§ WHAT YOU HAVE TO DO
Rewrite the data below with every "point" switched to "marker", leaving all other text the same and omitting the pictures.

##### MATERIAL PROVIDED

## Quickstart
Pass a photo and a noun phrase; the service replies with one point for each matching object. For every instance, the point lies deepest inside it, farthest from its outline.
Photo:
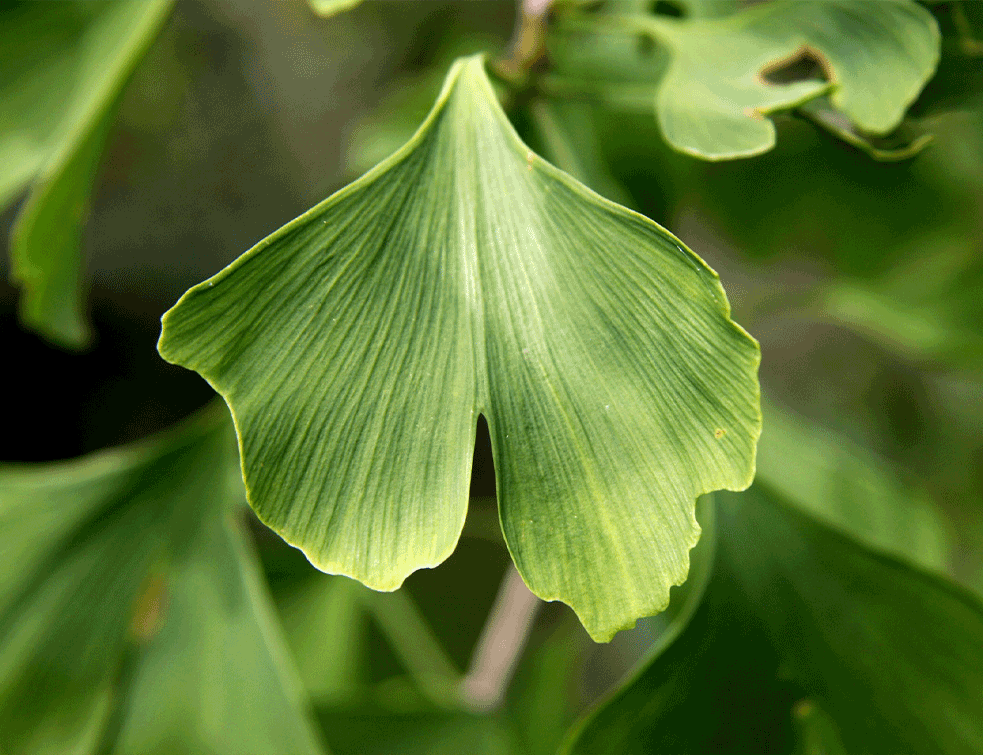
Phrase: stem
(501, 643)
(416, 646)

##########

§ COMPLETED TASK
## Quickstart
Pass a photo and a noun phrase; the service replies with one marker for each matching object. For every instance, the marker lies deepest inside it, farthest from its outline.
Photo:
Phrase: stem
(501, 643)
(416, 646)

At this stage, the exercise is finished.